What you need to do -> Reprint each record exactly. Pictures are not reprinted.

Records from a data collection

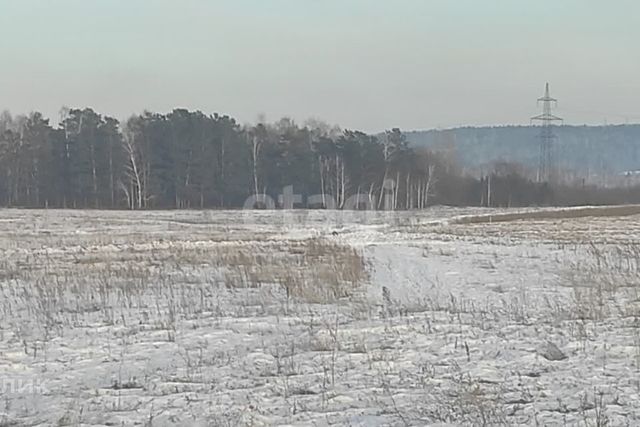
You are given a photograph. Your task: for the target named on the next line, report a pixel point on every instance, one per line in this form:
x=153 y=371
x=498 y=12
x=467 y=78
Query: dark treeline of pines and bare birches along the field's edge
x=188 y=159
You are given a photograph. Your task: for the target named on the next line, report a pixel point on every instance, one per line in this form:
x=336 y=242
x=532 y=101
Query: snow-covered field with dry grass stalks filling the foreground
x=447 y=317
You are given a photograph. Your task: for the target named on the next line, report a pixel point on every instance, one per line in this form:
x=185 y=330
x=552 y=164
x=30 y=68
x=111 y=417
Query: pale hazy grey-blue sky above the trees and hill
x=365 y=64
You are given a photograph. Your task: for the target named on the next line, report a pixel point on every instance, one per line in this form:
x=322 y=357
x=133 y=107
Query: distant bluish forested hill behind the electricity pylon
x=586 y=150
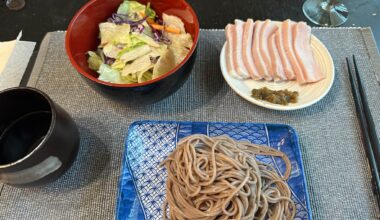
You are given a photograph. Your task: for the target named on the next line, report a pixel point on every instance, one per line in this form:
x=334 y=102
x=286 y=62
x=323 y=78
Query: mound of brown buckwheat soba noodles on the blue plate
x=220 y=178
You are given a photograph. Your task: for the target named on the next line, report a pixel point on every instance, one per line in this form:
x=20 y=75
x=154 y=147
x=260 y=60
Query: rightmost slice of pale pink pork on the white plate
x=302 y=48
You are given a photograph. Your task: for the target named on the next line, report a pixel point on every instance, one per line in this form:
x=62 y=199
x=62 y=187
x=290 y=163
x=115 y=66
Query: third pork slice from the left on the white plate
x=247 y=50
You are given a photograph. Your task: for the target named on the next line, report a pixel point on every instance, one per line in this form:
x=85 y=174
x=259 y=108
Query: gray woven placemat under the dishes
x=338 y=176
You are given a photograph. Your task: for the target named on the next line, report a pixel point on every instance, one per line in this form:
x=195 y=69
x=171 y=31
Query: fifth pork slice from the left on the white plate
x=267 y=30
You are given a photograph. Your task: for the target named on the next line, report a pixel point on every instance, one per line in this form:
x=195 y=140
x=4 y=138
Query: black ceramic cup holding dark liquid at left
x=38 y=139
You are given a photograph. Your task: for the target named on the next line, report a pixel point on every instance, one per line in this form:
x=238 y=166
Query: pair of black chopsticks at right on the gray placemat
x=371 y=142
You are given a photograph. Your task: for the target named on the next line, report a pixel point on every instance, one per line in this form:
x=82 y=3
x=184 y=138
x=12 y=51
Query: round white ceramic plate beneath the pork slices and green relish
x=308 y=94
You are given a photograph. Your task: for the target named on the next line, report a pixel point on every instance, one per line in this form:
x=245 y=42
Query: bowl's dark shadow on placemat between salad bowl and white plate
x=204 y=84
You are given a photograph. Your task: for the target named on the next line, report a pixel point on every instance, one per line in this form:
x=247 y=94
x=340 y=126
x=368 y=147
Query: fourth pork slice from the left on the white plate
x=256 y=53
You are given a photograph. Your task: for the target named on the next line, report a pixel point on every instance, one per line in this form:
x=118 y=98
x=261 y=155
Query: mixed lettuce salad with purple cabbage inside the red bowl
x=137 y=46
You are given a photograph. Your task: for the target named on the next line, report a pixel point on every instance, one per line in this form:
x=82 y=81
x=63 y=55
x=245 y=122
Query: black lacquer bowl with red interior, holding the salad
x=82 y=36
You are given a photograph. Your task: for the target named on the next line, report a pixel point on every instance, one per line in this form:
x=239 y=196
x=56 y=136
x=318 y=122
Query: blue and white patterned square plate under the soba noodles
x=142 y=181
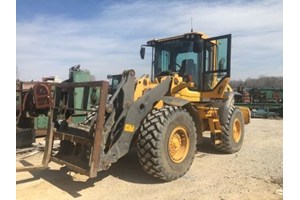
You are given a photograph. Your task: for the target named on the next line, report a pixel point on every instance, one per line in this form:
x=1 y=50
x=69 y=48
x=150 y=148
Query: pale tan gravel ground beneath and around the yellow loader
x=255 y=172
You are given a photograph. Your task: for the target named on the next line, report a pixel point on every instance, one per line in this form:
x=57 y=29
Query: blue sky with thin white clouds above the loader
x=105 y=36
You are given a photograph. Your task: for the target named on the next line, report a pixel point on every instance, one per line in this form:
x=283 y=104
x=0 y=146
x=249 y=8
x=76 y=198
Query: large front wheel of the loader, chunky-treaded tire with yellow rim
x=156 y=150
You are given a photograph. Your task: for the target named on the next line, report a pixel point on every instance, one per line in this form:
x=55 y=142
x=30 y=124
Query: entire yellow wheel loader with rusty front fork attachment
x=163 y=115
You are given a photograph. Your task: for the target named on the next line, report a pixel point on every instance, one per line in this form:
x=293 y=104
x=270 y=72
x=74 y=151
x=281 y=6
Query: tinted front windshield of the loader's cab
x=177 y=56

Answer box ->
You are given a photograph. Your task: for the target named on the next line, report a pixel point on every instance, one per line in this form:
x=153 y=371
x=498 y=12
x=467 y=78
Query: dark treeline of pines and bare birches along the field's edge
x=188 y=159
You are given a photograph. Your task: for the target named on the next line, report a pixel point on every instance, one per line in this form:
x=336 y=242
x=532 y=101
Query: snow-covered field with dry grass stalks filling the foreground
x=447 y=317
You are given a photograph. Your task: for the target named on the next line, report a pixel point on every instance, one per line in this form:
x=185 y=330
x=552 y=164
x=30 y=68
x=111 y=417
Query: pale hazy grey-blue sky above the trees and hill
x=365 y=64
You are given a photograph. Your task: for the target named on the next line, report a pixel point on every instance, one per line in this form:
x=322 y=357
x=133 y=107
Query: distant bluish forested hill behind the electricity pylon
x=586 y=150
You are given a photograph. Your task: for the target named on the next line, report a pixel point on every instance, one per line in this form:
x=334 y=102
x=286 y=62
x=323 y=78
Query: mound of brown buckwheat soba noodles on the blue plate
x=220 y=178
You are given a photograph. Your task: for the target named on the next line, report a pixel point on every instance, one per line in this form:
x=20 y=75
x=154 y=147
x=260 y=60
Query: rightmost slice of pale pink pork on the white plate
x=302 y=48
You are given a photograph. Your task: for the target named on the next line, report a pixel point on every instance, one per line in this form:
x=62 y=199
x=62 y=187
x=290 y=163
x=115 y=66
Query: third pork slice from the left on the white plate
x=247 y=50
You are given a photograph. Your task: for the target named on the next line, report a pixel point on every instance, one per line in this form:
x=85 y=174
x=259 y=108
Query: gray woven placemat under the dishes
x=338 y=176
You are given a photograph. Your task: for the target named on the next line, report a pixel point on every instance, one per line in this form:
x=195 y=69
x=171 y=31
Query: fifth pork slice from the left on the white plate
x=267 y=30
You are given a photograph. Your task: for the target named on the next line, report a pixel point on every instance, one per line in this form:
x=195 y=140
x=4 y=138
Query: black ceramic cup holding dark liquid at left
x=38 y=139
You are given a photograph. Your task: for the target named on the next line, report a pixel point on every instance, one per line in this form:
x=238 y=166
Query: pair of black chopsticks at right on the gray placemat
x=371 y=142
You are given a photograph. Your task: for the target named on the next line, report a pixel point on every instance, one per line in this form:
x=82 y=3
x=184 y=138
x=12 y=51
Query: round white ceramic plate beneath the pork slices and green relish
x=308 y=94
You are given a photograph. Your task: for the target named on the next line, report a pixel point on every instance, one per line in this form:
x=245 y=42
Query: bowl's dark shadow on placemat between salad bowl and white plate
x=204 y=84
You are given a photograph. Your task: for the target named on the next line, report a pixel point on every instance, one per line in this form:
x=247 y=94
x=340 y=126
x=368 y=147
Query: fourth pork slice from the left on the white plate
x=256 y=53
You are given a photograph. Your task: for the target named on the next line, report a pixel point on every instance, one per line in this form:
x=118 y=98
x=261 y=155
Query: mixed lettuce salad with purple cabbage inside the red bowl
x=137 y=46
You are given a photograph. Your task: for the target named on the next line, report a pixel point on every instance, one per line in this form:
x=82 y=81
x=63 y=55
x=245 y=122
Query: black lacquer bowl with red interior, holding the salad
x=82 y=36
You are given a photograph. Your task: for the target named on the next line, report a pixel point on every instance, one per line in this form:
x=239 y=196
x=56 y=136
x=318 y=122
Query: blue and white patterned square plate under the soba noodles
x=142 y=181
You are given a photograph. Your task: for the target named on the next line, report a pixel point on every instance, one per line in this form:
x=1 y=50
x=69 y=48
x=150 y=148
Query: pale tan gravel ground beneath and around the yellow loader
x=255 y=172
You are given a photograph. Your task: for the target named on the next line, report a pixel point on every instance, one per line in this form:
x=57 y=29
Query: blue sky with thin white clouds above the loader
x=105 y=36
You are given a photograph. Your task: for the target named on the next line, report a pixel point on every instance, one per line in this form:
x=283 y=104
x=0 y=146
x=249 y=8
x=76 y=198
Query: large front wheel of the loader, chunky-treaded tire with yellow rim
x=156 y=150
You are given a photograph. Your task: for the target named on the next line, report a pixel point on every instance, one per line in this form:
x=55 y=142
x=30 y=124
Query: entire yellow wheel loader with rusty front fork attachment
x=163 y=115
You are given a photograph. Your task: for the target named on the next line, report a pixel point on every instance, one per line in this form:
x=293 y=104
x=270 y=72
x=74 y=151
x=281 y=6
Query: tinted front windshield of the loader's cab
x=177 y=56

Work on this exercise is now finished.